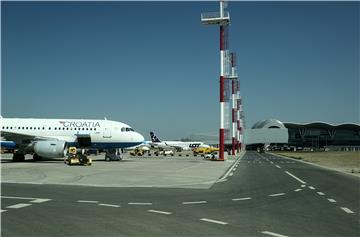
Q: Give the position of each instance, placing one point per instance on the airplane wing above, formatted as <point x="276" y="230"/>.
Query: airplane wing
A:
<point x="22" y="139"/>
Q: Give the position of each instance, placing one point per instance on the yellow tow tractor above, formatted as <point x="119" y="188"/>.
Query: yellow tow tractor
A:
<point x="205" y="150"/>
<point x="75" y="158"/>
<point x="137" y="152"/>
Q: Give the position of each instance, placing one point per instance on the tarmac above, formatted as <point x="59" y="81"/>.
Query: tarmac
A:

********************

**TASK GOAL**:
A verbatim copy of the data, pictures removed, is the expected result.

**ANSWER FOR THIS EXERCISE**:
Q: Give the position of each instance, placing one point per instance on the airplane wing above, formatted as <point x="276" y="230"/>.
Query: airplane wing
A:
<point x="22" y="139"/>
Q: Give the position of each instance, placing one point per instance on the yellow tow tractor above, formatted as <point x="119" y="188"/>.
Query: yellow tow tractor
A:
<point x="205" y="150"/>
<point x="75" y="158"/>
<point x="137" y="152"/>
Q: Give the position of each instance, placing one point per instance on the tarmac above, formatted as <point x="59" y="81"/>.
Query: tarmac
A:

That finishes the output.